Task. Where the word "dark" shows up in the entries below, please copy the whole line.

--- Given information Enclosed Below ---

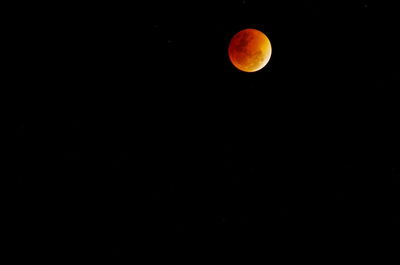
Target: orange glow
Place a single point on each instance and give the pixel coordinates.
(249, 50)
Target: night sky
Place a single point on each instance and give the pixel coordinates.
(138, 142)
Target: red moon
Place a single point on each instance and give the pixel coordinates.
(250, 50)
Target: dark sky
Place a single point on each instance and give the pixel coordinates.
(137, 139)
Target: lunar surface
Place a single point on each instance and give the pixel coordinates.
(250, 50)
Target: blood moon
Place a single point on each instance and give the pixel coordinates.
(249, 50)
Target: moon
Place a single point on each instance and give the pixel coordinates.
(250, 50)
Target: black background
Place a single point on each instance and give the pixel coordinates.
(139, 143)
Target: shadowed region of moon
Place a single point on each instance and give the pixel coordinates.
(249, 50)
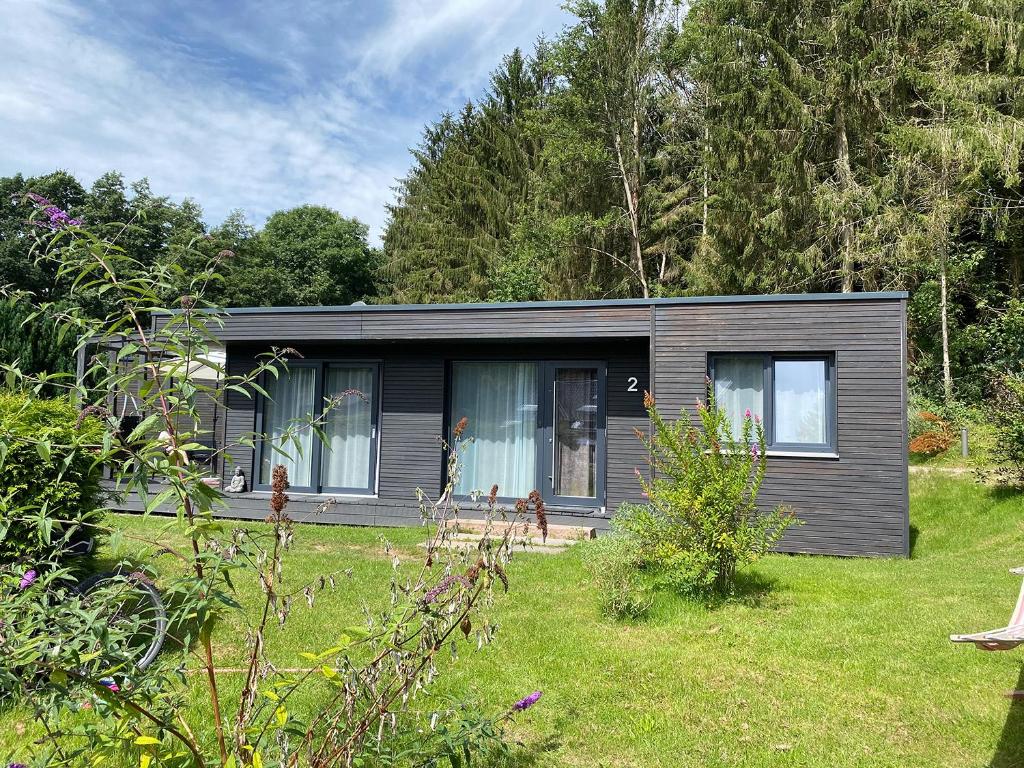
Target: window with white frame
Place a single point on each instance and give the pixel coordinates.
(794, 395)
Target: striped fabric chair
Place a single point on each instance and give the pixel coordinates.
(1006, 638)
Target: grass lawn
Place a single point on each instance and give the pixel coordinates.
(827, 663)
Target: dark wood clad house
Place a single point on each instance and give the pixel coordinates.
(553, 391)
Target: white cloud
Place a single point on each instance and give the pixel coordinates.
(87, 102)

--- End of Enclosed Given information ---

Exercise response.
Target: dark sky
Target: dark wood clad house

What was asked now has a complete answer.